所给文本 >>
********
Chapter 3

Chapter 3: Starting to Crawl

  • urlparse module

1.Key:

Think First.

What data am I trying to gather? Can this be accomplished by scraping just a few predefined websites (almost always the easier option), or does my crawler need to be able to discover new websites I might not know about?
我需要收集哪些数据?这些数据可以通过采集几个已经确定的网站(永远是最简单的做法)完成吗?或者我需要通过爬虫发现那些我可能不知道的网站从而获取我想要的信息吗?

When my crawler reaches a particular website, will it immediately follow the next outbound link to a new website, or will it stick around for a while and drill down into the current website?
当我的爬虫到了某一个网站,它是立即顺着下一个出站链接跳转到下一个新网站,还是在网站上呆一会,深入采集网站的内容?

Are there any conditions under which I would not want to scrape a particular site? Am I interested in non-English content?
有没有我不想采集的一些网站?我对非英文网站的内容感兴趣么?
********
存储数据 >>
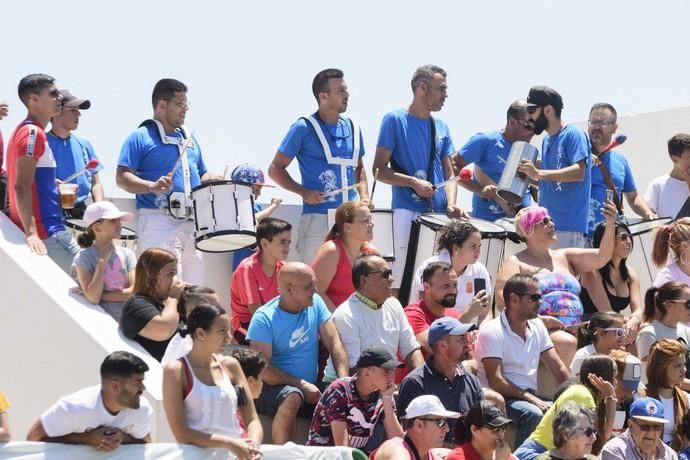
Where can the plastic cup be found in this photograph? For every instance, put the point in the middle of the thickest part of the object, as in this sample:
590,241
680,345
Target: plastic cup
********
请抄录上方关于网络爬虫的文本中的一段：以含有“我需要收集哪些数据?这些数据”的词句开头，至“呆一会,深入采集网站的内容?”结束，不得改动任何字句。

我需要收集哪些数据?这些数据可以通过采集几个已经确定的网站(永远是最简单的做法)完成吗?或者我需要通过爬虫发现那些我可能不知道的网站从而获取我想要的信息吗?

When my crawler reaches a particular website, will it immediately follow the next outbound link to a new website, or will it stick around for a while and drill down into the current website?
当我的爬虫到了某一个网站,它是立即顺着下一个出站链接跳转到下一个新网站,还是在网站上呆一会,深入采集网站的内容?